**PROBLEM REQUIREMENTS**
Revise the records below by replacing "planogram audit" with "shelf layout review" wherever it occurs, changing nothing else. Omit the pictures from your answer.

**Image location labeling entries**

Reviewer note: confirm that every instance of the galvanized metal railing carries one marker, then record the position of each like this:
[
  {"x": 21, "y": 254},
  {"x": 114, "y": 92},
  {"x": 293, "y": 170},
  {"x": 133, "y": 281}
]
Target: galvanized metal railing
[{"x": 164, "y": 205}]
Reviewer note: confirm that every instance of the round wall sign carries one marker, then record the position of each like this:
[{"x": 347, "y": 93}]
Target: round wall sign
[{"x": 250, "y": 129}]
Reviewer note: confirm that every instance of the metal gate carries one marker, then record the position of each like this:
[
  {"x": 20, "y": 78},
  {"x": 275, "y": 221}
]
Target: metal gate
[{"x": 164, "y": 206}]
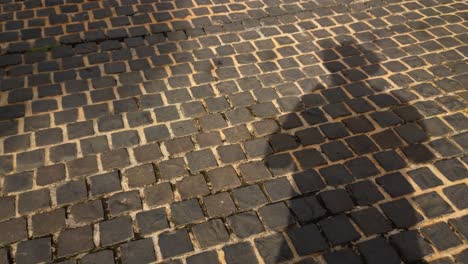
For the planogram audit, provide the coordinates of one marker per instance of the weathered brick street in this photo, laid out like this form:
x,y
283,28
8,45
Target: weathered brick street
x,y
234,131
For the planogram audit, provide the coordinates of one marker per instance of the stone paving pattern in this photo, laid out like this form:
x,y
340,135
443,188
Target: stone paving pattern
x,y
216,131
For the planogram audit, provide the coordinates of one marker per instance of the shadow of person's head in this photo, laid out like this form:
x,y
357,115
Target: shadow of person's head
x,y
338,148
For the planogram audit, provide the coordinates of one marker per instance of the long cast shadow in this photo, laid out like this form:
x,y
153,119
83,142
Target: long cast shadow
x,y
355,142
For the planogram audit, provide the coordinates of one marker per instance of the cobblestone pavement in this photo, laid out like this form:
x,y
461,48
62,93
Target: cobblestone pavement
x,y
216,131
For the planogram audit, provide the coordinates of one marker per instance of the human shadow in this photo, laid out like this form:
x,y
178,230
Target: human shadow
x,y
348,148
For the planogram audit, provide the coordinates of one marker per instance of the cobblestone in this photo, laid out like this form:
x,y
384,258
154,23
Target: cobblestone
x,y
263,131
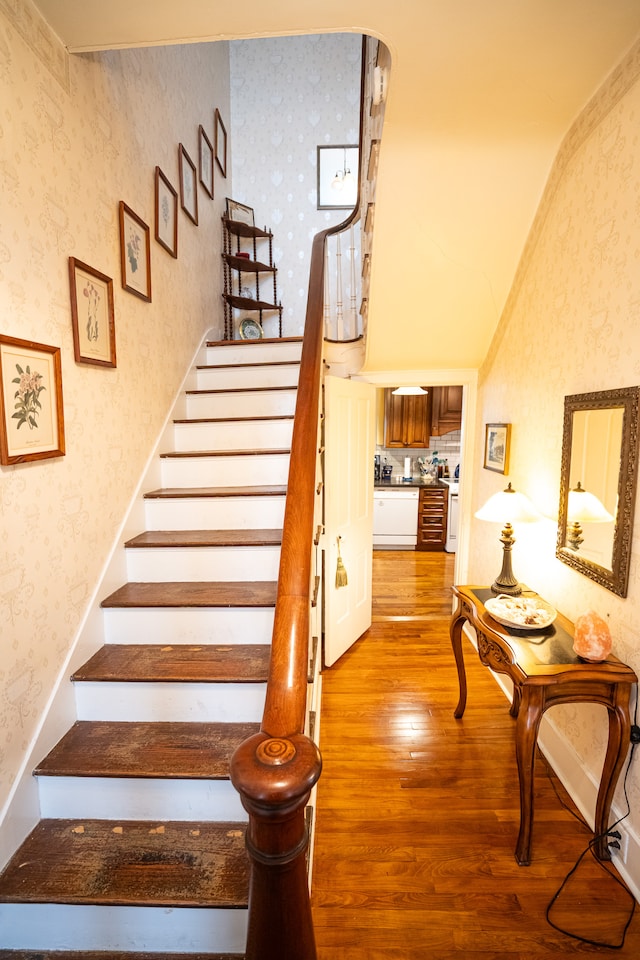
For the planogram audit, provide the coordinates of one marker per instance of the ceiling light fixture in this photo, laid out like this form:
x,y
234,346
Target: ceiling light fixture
x,y
343,178
409,391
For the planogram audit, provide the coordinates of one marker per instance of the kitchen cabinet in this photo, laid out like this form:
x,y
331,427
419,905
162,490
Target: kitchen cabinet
x,y
446,410
432,518
407,420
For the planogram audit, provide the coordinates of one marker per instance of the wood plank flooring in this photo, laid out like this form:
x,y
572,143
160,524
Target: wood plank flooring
x,y
418,813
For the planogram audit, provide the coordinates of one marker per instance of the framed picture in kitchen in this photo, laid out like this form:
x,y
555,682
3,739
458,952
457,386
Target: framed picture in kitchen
x,y
497,440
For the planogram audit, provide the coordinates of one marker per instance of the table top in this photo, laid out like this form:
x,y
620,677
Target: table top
x,y
539,654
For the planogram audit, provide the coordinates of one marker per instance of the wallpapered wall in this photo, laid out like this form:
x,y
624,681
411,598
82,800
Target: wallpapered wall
x,y
572,325
77,135
288,96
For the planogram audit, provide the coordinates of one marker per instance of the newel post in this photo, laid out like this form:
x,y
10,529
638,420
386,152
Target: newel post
x,y
274,777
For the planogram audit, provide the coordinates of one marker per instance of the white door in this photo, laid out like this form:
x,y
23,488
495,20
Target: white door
x,y
349,439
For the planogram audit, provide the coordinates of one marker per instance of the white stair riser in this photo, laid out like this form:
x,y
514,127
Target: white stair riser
x,y
217,378
145,702
113,798
233,435
153,929
218,625
181,564
215,513
225,471
252,403
255,353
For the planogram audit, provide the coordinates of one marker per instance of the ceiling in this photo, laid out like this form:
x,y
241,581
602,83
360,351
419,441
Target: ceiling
x,y
481,95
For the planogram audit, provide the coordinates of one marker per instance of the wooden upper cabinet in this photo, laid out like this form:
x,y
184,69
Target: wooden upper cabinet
x,y
446,410
407,420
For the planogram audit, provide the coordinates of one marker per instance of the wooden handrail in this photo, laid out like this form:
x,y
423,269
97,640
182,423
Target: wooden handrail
x,y
275,770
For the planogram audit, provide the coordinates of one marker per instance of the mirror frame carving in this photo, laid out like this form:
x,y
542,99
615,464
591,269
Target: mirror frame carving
x,y
616,579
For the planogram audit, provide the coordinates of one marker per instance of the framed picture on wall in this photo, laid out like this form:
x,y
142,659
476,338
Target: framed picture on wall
x,y
135,253
220,142
205,158
497,440
188,185
166,214
31,417
92,315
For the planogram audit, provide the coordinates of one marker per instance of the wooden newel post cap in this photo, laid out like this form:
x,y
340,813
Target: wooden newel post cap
x,y
276,773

**RESPONSE TO THIS EXERCISE**
Reviewer note: confirm that every instance of the galvanized metal railing carries one marker, then record the position of each like this:
[
  {"x": 21, "y": 254},
  {"x": 114, "y": 92},
  {"x": 293, "y": 170},
  {"x": 133, "y": 281}
]
Target: galvanized metal railing
[{"x": 164, "y": 205}]
Reviewer note: confirm that every instance of the round wall sign carries one marker, then record the position of each like this:
[{"x": 347, "y": 93}]
Target: round wall sign
[{"x": 250, "y": 129}]
Reviewer note: confirm that every instance of the metal gate carries one marker, then record the position of each like this:
[
  {"x": 20, "y": 78},
  {"x": 275, "y": 221}
]
Target: metal gate
[{"x": 164, "y": 206}]
For the shelf layout review, provide the coordinates of one marker per instance of the weathered brick street in this photo, laid out like this form:
x,y
283,28
8,45
Target: weathered brick street
x,y
234,131
For the shelf layout review, provide the coordinates of one marker per instance of the stone paving pattern in this photo, laid out like this form:
x,y
340,135
443,188
Target: stone paving pattern
x,y
216,131
For the shelf layout review, provide the coordinates of one marker per instance of the shadow of person's head in this photo, laid out like this form:
x,y
357,115
Target: shadow of person's head
x,y
338,148
For the shelf layout review, provide the coordinates of one marker per instance of the long cast shadow in this photo, laid out like this form:
x,y
153,119
83,142
Target: long cast shadow
x,y
355,142
For the shelf layout review, provide the coordinates of one marker per instance of the cobblestone pavement in this photo, laid out like this form:
x,y
461,48
62,93
Target: cobblestone pavement
x,y
216,131
For the shelf layout review, provide the coordinates of one marker per instance of the human shadow in this photo, laid out like this form:
x,y
178,230
Target: human shadow
x,y
348,148
For the shelf layout review, provide the coordinates of one marker per instance of the cobblestone in this photo, laid out like this form:
x,y
384,258
154,23
Target: cobblestone
x,y
263,131
For the shelf layout review, provide the coordinates of one marker per instance of the ceiling light fixture in this photo, laid out like this form:
x,y
234,346
Target: ceiling light fixture
x,y
343,178
409,391
For the shelf layout review, provide the coordinates of one marker per instance of the kitchen cabinet in this photo, laid out like this form:
x,y
331,427
419,905
162,490
Target: kitchen cabinet
x,y
446,410
432,518
407,420
For the shelf layout review, provide the coordinates of one marker per instance of the wood plank flooring in this photo, laid out like this form:
x,y
572,143
160,524
Target: wood plank flooring
x,y
418,813
For the shelf layout review, provide the coordinates of one marker per instance of the framed picture in kitchen in this photo, laid out like this form:
x,y
555,682
3,739
458,952
457,386
Target: framed picture in kitchen
x,y
497,440
For the shelf layout review, provide the coordinates of one marker per instance of the table top in this photo, laid out like this form:
x,y
620,677
Target: table top
x,y
539,654
For the shelf layout review, provide the coordinates of one marker per instance of the wallpapered wall in this photo, laid out like this form:
x,y
624,681
411,598
82,800
Target: wallpapered wall
x,y
572,325
77,135
288,96
For the shelf layout review, provide the coordinates of one marker per instance of the newel post in this photo, laid out like this form:
x,y
10,529
638,420
386,152
Target: newel post
x,y
274,777
For the shelf layout review, provide the coordinates of one marker per instance of the white door in this photo, laid out like this form:
x,y
23,488
495,20
Target: white door
x,y
349,439
For the shelf layout review, provide the coordinates of one marker per instance of the white stair riser in this photo, laid out like this form:
x,y
514,127
Target: white stair riser
x,y
217,378
145,702
113,798
233,435
153,929
218,625
181,564
215,513
225,471
252,403
255,353
For the shelf layout review, provide the coordinates of one marker per instance of the ceiling in this photo, laid out like this form:
x,y
241,581
602,83
360,351
419,441
Target: ceiling
x,y
481,95
For the shelf layout review, provide the coordinates of one marker per instance of the wooden upper cabinet in this photo, laid out like this form:
x,y
184,69
Target: wooden upper cabinet
x,y
446,410
407,420
For the shelf layout review, provide the coordinates of one marker per instance of the wooden handrail in this photo, laid out like this form:
x,y
423,269
97,640
182,423
Target: wooden handrail
x,y
275,770
For the shelf layout review, provide the coordinates of one marker per instance of the mirror frame carving in this photo, laid out like this form:
x,y
542,99
615,464
591,269
Target: mirror frame carving
x,y
616,579
For the shelf layout review, provide the coordinates of one marker per instance of the framed picture on wall in this photo, laid out like this form:
x,y
142,659
476,338
Target: framed picture on wall
x,y
135,253
220,142
205,158
497,440
188,185
166,214
31,417
92,315
For the shelf layout review, provide the coordinates of one marker per instance of the wooden newel post cap in this photo, laid out like this form:
x,y
340,813
Target: wooden newel post cap
x,y
276,773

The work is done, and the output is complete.